Supplied passage:
========================

# The Girls go to Fort Monroe



## AbbyK9 (Oct 11, 2005)

Mom? Where are we going?









Ronja wasn't quite sure about all the wind up on the sea wall.









I like playing with my Kong on the beach!









Throw it! Are you gonna throw it? Pleeeeease?









Ronja chases the ball, Abby chases Ronja.









But Ronja is not up to following Abby into the scary water!









Abby figures she'll go annoy Ronja by shaking water off next to her.









I know you've got that Kong! (Abby could care less.)









Making them wait outside. (Ronja just laid down, Abby was barking.)









Old Coastal Artillery battery.


----------



## GSDBESTK9 (Mar 26, 2002)

What fun! Beautiful girls!


----------



## LHunter82FXRS (Oct 20, 2008)

What good pics! Looks like they had fun.


----------



## VALIUM (Nov 15, 2007)

They are adorable...


----------



## Northof60 (Feb 15, 2009)

Wonderful photos!


----------



## littledmc17 (Apr 9, 2008)

great pics


----------



## Liesje (Mar 4, 2007)

You have so many dog-friendly places!!


----------



## mjbgsd (Jun 29, 2004)

Wow that last picture is BEAUTIFUL, wow. 0.0
So I'm assuming Ronja can go offleash now? I remember you had to keep her on a long line.
Both dogs are gorgeous.


----------



## kelso (Jan 22, 2007)

Just beautiful! Lovely girls! Looks like they are getting along quite nice!


----------



## AbbyK9 (Oct 11, 2005)

> Quote:You have so many dog-friendly places!!


It's pretty easy to find a place where you can let your dogs run off leash on a military base. Lots of open fields and training areas.







We also do Fort Eustis and sometimes Langley AFB with the pups.



> Quote:So I'm assuming Ronja can go offleash now? I remember you had to keep her on a long line.


I had her on the long leas for a little over the first week, while working on her recall. I've found that if I have a toy or tug of any kind, her eyes usually don't leave me, so I used that to work on the recall and then I used it as a reward when she came back off lead. We started working off lead on the beach at the end of the road, as there are only so many places she could have gone had she taken off.

I've not tried her off lead under really high distractions (like other dogs), but she's done fine so far around ducks, geese, joggers, Abby, etc. I did call her off a cat in the back yard about a week ago, and she did come back - considering she's quite drivey, I'm confident that she'll come back under most circumstances. 

I still only let her off if I'm confident it's in an area where there's not likely to be any "prey" running by.... ie. if there are no other dogs.


----------



## sleachy (Aug 10, 2001)

I love the last pic with the "off limits" sign.


----------



## Prinzsalpha (Jul 6, 2005)

Nice looking pooches. Was I suppose to be looking at the scenery? LOL, that was nice also.


----------

========================

Given information:
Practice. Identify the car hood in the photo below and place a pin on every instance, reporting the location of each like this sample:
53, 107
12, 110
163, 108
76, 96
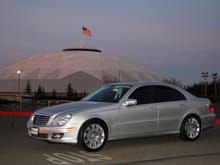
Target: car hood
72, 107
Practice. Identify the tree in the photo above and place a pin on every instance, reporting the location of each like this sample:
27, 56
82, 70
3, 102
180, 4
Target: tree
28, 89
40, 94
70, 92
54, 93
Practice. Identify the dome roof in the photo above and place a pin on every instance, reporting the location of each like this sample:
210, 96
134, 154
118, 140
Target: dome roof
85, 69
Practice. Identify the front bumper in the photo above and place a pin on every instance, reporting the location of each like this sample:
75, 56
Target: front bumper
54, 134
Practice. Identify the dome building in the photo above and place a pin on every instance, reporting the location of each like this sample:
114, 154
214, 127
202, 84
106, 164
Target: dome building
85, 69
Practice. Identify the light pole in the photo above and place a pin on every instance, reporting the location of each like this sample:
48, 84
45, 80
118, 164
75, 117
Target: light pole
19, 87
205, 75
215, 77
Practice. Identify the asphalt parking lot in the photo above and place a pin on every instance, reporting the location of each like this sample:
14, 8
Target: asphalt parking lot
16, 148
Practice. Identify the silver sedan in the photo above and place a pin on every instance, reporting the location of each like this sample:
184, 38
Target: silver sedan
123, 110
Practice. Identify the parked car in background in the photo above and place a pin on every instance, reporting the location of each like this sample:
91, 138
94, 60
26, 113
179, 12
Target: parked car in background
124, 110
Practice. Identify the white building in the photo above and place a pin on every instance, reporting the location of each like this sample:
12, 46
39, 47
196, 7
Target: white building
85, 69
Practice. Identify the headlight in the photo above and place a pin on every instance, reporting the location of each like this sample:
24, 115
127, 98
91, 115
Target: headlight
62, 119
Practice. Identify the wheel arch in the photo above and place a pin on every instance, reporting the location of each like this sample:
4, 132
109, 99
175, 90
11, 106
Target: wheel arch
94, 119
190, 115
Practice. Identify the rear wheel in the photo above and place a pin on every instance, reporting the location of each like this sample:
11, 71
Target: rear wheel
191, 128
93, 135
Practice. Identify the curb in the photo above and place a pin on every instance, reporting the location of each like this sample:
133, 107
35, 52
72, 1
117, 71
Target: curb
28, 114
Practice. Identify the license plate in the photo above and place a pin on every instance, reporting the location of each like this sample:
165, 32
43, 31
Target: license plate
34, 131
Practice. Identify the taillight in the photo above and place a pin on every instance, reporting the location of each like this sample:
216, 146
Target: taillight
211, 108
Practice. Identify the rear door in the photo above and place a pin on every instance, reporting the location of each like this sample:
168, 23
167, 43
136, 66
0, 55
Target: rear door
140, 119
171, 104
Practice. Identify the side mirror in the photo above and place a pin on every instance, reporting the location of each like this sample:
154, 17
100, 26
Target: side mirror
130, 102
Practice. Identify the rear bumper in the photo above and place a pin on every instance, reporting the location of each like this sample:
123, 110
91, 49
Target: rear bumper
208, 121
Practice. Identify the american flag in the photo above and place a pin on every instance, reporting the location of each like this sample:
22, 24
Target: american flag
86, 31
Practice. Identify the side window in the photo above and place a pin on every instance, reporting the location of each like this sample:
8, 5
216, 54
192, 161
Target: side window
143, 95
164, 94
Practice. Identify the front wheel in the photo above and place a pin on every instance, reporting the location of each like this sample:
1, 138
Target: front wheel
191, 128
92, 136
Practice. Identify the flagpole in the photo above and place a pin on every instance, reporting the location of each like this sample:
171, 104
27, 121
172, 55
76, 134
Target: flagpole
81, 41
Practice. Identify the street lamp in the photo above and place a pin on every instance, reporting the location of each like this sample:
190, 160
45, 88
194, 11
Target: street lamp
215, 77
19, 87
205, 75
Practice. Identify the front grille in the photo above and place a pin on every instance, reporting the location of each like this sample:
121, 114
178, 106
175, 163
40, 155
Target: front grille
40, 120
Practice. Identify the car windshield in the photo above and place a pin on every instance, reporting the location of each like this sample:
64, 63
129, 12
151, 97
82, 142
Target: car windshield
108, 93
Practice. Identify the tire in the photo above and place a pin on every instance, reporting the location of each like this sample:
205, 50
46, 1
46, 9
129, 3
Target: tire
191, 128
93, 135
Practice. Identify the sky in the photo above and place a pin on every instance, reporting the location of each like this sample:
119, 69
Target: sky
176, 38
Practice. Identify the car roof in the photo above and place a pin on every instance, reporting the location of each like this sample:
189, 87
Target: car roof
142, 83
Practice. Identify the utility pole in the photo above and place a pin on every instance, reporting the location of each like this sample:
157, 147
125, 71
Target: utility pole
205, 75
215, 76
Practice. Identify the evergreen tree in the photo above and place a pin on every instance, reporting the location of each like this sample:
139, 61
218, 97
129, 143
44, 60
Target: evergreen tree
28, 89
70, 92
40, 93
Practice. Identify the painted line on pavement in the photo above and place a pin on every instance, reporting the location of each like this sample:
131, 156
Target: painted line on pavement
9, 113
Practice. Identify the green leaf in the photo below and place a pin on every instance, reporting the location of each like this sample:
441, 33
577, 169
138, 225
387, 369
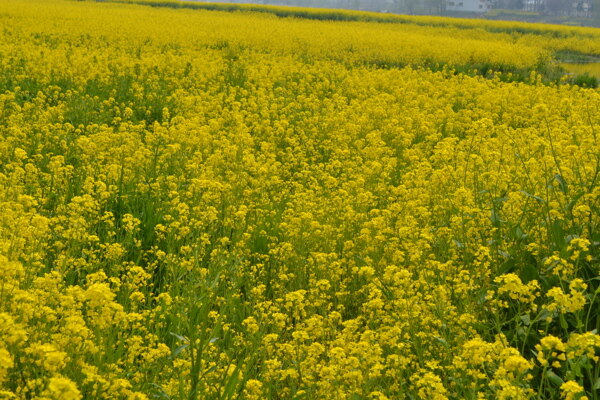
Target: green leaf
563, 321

========================

Requests:
a) In the forum thread, for how long was Ronja kept on the long leash while her recall was trained?
b) Echo the forum thread word for word, starting at the words "## mjbgsd (Jun" and stopping after the words "dogs are gorgeous.".

Answers to the exercises:
a) A little over the first week.

b)
## mjbgsd (Jun 29, 2004)

Wow that last picture is BEAUTIFUL, wow. 0.0
So I'm assuming Ronja can go offleash now? I remember you had to keep her on a long line.
Both dogs are gorgeous.